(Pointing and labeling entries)
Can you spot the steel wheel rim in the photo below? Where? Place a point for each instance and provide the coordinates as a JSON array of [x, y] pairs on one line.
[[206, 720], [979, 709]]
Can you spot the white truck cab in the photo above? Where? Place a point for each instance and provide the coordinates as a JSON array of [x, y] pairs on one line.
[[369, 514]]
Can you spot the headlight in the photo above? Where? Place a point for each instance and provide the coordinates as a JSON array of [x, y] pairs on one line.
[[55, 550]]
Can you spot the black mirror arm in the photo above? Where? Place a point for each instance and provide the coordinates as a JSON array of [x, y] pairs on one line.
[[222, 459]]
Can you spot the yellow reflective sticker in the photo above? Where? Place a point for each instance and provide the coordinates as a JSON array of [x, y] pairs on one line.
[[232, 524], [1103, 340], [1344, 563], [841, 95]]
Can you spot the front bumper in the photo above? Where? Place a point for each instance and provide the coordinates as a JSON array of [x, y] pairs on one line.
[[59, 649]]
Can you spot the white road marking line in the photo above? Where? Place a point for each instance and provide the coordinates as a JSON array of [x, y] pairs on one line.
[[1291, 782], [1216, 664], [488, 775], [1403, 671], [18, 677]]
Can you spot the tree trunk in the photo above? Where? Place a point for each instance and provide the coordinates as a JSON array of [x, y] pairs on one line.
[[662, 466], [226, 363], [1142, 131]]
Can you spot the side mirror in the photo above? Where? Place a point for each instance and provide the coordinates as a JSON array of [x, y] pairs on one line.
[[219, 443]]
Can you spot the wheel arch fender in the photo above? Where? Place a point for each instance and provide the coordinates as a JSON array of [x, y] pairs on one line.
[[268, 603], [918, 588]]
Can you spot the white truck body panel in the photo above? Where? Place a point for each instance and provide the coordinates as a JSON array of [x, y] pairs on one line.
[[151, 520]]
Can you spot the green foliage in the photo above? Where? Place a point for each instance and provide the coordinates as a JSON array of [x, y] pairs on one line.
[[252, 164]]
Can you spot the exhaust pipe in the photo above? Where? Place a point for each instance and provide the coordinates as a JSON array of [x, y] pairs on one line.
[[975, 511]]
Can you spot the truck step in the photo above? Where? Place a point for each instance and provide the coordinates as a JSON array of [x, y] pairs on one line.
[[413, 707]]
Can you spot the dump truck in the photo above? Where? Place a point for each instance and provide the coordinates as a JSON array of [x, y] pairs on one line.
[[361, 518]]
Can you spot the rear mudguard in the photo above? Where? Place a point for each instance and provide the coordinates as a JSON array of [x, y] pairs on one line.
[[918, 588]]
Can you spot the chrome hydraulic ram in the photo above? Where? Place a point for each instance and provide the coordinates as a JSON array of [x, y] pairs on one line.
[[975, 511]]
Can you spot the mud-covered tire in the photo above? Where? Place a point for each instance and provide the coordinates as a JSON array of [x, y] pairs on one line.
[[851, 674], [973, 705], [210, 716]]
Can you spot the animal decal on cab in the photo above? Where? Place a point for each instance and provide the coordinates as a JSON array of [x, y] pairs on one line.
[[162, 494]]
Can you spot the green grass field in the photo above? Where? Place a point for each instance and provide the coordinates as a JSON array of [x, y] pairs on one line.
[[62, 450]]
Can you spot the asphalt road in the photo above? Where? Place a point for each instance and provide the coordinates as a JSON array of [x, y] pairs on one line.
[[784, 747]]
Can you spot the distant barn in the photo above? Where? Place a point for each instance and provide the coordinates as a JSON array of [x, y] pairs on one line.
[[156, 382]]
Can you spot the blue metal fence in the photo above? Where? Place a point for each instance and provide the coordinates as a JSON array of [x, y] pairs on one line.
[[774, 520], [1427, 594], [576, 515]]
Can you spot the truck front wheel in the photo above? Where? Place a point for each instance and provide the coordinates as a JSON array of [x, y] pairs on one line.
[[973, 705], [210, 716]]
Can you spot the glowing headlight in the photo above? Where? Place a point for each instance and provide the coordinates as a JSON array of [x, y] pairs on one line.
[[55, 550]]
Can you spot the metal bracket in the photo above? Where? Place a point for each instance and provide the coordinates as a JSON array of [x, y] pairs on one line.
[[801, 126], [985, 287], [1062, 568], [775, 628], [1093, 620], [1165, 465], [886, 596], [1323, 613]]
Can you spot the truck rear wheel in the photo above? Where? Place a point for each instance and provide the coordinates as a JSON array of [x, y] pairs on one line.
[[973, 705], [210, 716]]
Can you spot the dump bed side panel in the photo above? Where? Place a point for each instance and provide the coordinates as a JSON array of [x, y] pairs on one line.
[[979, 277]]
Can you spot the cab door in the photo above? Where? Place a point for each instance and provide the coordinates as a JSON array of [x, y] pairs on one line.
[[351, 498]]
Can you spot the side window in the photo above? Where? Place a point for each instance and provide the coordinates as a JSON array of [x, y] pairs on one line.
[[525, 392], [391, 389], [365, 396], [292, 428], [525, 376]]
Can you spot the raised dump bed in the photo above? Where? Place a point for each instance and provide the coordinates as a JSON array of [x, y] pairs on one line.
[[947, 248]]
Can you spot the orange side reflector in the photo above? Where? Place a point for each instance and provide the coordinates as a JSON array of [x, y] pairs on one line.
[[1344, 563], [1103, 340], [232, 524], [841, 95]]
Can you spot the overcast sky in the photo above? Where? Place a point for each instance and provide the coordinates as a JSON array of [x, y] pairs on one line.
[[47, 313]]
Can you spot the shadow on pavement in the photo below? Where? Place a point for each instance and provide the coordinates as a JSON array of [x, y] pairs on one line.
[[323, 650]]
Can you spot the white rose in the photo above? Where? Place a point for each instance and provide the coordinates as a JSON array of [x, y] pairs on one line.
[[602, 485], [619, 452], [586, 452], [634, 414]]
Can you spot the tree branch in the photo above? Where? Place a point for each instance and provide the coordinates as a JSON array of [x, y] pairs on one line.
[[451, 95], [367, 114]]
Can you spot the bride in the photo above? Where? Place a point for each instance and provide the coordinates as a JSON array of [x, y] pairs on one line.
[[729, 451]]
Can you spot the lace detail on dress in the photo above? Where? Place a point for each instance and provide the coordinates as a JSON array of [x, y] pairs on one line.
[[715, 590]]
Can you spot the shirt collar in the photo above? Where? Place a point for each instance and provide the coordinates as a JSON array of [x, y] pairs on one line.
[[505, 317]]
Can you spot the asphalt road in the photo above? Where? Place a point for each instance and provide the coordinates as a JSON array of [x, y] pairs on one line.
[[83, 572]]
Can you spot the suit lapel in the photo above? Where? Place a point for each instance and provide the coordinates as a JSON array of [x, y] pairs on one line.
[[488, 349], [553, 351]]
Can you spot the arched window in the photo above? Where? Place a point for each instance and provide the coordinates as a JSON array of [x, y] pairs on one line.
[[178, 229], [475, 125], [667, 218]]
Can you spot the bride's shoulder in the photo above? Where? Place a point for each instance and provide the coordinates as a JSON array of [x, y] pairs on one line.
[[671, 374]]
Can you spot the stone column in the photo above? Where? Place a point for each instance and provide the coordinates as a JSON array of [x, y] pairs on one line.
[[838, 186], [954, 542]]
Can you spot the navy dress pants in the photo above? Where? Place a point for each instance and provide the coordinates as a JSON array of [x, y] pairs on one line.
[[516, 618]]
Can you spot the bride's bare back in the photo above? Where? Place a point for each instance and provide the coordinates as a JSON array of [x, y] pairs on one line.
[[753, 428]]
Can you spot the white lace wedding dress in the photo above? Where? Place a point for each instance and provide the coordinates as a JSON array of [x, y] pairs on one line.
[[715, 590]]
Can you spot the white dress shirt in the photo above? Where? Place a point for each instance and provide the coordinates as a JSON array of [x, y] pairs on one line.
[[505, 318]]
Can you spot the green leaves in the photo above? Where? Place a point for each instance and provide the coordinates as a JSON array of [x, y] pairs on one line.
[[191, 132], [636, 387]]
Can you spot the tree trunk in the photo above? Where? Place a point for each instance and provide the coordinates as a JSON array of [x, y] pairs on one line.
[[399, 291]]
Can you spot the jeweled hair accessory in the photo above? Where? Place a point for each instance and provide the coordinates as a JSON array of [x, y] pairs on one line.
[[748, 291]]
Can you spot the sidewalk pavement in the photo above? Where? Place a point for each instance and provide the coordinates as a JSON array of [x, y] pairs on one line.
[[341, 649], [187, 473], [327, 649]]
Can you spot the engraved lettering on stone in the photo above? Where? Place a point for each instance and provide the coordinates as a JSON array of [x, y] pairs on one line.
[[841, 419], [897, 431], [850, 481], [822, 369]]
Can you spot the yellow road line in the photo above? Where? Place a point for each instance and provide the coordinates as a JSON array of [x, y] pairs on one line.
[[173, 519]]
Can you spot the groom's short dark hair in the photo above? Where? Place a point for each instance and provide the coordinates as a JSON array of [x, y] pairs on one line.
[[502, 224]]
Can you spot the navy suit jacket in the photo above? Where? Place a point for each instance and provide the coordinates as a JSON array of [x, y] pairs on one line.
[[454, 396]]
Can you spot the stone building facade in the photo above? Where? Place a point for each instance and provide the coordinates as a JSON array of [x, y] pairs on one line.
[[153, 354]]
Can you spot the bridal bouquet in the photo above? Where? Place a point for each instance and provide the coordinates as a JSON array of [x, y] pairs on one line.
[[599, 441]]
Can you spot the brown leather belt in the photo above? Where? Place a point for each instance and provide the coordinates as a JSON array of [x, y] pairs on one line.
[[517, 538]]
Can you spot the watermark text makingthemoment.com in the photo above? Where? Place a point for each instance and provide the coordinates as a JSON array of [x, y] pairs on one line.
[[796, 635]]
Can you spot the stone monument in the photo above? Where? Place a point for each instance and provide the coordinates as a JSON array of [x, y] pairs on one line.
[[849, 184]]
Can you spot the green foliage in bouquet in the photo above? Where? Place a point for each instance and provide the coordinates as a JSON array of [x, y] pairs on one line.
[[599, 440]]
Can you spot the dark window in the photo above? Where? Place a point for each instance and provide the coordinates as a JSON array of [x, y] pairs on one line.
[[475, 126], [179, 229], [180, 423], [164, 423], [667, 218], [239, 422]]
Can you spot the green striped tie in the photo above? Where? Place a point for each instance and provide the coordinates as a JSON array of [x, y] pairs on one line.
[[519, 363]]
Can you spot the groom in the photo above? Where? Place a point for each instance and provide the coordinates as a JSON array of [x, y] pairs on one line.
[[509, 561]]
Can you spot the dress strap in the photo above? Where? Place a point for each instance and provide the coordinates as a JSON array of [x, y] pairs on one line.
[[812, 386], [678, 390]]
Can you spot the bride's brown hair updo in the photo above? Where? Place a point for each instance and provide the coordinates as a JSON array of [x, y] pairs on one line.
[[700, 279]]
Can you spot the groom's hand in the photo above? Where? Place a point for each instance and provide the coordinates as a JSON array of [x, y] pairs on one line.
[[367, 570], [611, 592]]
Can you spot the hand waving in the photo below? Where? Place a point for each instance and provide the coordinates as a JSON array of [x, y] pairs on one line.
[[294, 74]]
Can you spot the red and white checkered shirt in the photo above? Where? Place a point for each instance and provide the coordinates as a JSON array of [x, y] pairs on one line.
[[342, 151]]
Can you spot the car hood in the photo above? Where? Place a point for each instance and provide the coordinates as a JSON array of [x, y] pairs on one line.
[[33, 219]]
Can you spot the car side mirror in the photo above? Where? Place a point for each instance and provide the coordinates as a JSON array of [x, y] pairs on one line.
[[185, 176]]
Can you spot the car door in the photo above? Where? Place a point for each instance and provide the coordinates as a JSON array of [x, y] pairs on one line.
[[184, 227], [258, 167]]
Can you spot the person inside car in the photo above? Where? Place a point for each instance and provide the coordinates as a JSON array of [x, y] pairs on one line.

• [Written problem]: Output the records as a two-column CSV with the columns "input" and "output", one row per pair, covering everything from the start of the records down to the line containing "[[1291, 782], [1216, 664], [488, 775], [1403, 671], [18, 677]]", both ends included. Put each field in double quotes and turn any line breaks into spaces.

• [Written response]:
input,output
"Can you spot the steel wheel rim in the photo below? Where? Place a point for each instance and provide the coordinates as a JSON array of [x, y] pairs on one line.","[[206, 720], [979, 709]]"
"Can you spot the white truck cab in the photo above? Where? Place a point for each instance and provide the coordinates as a JSON array of [x, y] pairs on one line.","[[369, 514]]"
"Can you spot the headlight in the photo above? Where? Place a point for each instance and provide the coordinates as a JSON array of [x, y] pairs on one line.","[[55, 550]]"
"Can you spot the black mirror arm in the photo above? Where? Place a point for each instance and provide the coordinates as a JSON array of [x, y] pairs on one line.","[[222, 459]]"
"Can you spot the yellow reflective sticker in the photo above? Where? Place a point for each instance and provide the coordinates as a JSON array of [x, y] pairs on one line.","[[232, 524], [1103, 340], [1344, 563], [841, 95]]"
"Can you spot the front bumper in the photo above? Where? Place a point for each instance and provide the coordinates as a JSON array of [x, y] pairs on one line.","[[59, 649]]"
"Can you spot the white road marking line in the photo above? Where? Place a point for each instance and provide the coordinates as a JSON array of [x, y] pairs on one line.","[[1291, 782], [1216, 664], [488, 775], [1403, 671], [18, 677]]"